Task material »
>>>>>

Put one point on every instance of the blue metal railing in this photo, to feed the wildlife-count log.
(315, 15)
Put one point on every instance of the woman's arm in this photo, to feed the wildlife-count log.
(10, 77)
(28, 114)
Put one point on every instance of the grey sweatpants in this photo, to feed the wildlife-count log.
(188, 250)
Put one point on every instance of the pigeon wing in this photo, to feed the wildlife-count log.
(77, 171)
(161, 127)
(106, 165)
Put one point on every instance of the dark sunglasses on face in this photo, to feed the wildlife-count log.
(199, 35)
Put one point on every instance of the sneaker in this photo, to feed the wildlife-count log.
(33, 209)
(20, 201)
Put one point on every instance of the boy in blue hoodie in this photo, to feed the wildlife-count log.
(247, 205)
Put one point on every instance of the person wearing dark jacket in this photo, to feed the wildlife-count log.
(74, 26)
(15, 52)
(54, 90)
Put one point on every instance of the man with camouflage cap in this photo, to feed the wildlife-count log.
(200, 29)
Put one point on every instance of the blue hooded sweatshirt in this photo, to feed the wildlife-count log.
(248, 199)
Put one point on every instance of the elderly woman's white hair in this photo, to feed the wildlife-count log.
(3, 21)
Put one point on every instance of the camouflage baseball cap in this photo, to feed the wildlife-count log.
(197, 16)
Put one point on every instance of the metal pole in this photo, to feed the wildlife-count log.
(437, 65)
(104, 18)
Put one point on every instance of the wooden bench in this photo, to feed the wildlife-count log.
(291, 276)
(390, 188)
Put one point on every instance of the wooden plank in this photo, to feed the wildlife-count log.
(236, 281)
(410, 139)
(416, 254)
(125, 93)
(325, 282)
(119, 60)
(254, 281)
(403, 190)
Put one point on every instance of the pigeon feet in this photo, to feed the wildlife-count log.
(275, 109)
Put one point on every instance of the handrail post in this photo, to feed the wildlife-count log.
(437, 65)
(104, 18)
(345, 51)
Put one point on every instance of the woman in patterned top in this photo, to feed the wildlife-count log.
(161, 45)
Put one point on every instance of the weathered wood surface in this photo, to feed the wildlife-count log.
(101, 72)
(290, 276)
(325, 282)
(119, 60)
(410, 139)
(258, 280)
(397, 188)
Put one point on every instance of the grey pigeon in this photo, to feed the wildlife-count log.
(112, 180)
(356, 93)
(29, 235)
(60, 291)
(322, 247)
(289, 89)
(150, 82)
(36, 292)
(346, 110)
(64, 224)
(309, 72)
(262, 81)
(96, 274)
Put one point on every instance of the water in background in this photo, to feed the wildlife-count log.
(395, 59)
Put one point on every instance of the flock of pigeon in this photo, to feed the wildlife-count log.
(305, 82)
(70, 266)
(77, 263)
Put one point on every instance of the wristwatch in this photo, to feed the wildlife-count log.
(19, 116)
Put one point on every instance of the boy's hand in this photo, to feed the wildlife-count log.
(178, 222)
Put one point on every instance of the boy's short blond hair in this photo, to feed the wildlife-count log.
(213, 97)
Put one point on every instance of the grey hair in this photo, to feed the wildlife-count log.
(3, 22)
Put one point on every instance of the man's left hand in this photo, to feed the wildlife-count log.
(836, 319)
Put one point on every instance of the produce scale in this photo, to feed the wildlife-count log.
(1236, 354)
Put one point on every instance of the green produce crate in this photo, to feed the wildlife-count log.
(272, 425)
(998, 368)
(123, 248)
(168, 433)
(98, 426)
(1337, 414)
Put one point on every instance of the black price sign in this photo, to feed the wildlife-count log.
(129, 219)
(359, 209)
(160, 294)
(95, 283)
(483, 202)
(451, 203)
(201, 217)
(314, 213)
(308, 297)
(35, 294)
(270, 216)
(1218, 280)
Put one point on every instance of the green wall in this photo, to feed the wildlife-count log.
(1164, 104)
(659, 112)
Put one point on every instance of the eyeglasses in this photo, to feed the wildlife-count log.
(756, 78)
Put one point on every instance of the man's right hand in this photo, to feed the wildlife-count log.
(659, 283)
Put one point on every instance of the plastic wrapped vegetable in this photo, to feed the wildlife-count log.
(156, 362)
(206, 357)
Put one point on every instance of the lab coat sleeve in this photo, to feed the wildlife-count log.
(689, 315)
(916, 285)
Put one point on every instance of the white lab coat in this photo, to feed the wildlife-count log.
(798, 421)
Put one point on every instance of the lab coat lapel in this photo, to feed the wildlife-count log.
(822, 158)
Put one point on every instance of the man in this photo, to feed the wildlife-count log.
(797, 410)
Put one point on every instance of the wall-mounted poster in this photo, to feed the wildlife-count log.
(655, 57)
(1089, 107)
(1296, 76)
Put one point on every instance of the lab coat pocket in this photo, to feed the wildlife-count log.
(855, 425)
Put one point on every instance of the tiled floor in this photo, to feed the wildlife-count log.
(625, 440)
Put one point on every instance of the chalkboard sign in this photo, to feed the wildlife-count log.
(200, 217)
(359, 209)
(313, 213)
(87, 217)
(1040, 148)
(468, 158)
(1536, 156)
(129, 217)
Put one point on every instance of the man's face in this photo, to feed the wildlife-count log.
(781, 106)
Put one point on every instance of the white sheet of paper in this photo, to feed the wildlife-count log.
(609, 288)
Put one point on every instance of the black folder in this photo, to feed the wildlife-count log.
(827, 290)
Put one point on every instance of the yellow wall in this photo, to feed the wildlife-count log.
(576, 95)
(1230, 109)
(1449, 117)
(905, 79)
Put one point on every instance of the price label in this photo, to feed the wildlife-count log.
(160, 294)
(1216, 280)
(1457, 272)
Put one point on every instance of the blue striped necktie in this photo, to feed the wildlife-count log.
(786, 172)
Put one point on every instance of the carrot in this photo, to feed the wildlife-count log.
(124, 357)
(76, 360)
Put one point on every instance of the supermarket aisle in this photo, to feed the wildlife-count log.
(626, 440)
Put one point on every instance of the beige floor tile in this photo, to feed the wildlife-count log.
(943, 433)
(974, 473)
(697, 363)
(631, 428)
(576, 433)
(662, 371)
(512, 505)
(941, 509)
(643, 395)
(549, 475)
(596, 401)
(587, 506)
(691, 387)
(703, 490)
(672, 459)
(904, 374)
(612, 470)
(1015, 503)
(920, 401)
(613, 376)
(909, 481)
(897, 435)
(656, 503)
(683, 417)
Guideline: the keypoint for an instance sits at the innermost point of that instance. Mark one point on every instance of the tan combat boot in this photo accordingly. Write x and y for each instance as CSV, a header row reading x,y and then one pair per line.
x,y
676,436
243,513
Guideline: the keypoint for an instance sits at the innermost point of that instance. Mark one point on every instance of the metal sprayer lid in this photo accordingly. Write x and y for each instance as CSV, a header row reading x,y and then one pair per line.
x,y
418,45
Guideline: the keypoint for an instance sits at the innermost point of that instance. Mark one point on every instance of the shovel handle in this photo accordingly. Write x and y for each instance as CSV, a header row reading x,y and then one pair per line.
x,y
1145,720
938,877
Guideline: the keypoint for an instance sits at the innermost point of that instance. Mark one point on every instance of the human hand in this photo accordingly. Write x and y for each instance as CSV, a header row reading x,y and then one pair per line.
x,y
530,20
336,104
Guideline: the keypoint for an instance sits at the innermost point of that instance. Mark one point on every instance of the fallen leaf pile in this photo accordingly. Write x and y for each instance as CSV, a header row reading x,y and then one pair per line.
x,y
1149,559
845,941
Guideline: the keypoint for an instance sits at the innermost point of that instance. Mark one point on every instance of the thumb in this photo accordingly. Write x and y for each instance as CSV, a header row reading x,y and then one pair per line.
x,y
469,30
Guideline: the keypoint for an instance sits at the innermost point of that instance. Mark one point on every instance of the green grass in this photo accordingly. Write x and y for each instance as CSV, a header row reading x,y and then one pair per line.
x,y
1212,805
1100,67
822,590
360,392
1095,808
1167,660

<<<<<

Your instructions » Give back exactly the lines from the line containing "of the human" to the end of the entries, and no other lines.

Correct output »
Guideline: the keypoint for an instance sits at the innermost point of that instance. Mark one point on every instance of the human hand in this photo accordingly. Write x and y for each instance as CSV, a header row reading x,y and then one pair per line.
x,y
530,20
336,104
Guideline: the keypoint for an instance sits at the innermost point of that instance. Mark one point on every instance of the fallen leaf pile in this photo accordingly. Write x and y for each instance as CSV, a header row reading x,y and then one pair per line.
x,y
1149,559
845,941
Guideline: the keypoint for an instance sits at the innermost point of that instance. Mark one point on every instance of the thumb in this photo accordingly. Write x and y for each instance as CSV, a header row reading x,y and then one pair per line.
x,y
469,30
Guideline: the keypoint for an instance sits at the innermost point of that instance. Mark one point on every instance of the green grass in this photo accordingly. Write x and y for each instance as CSV, a header row reading x,y and then one pair per line.
x,y
1212,805
1100,67
822,590
360,392
1095,808
1167,660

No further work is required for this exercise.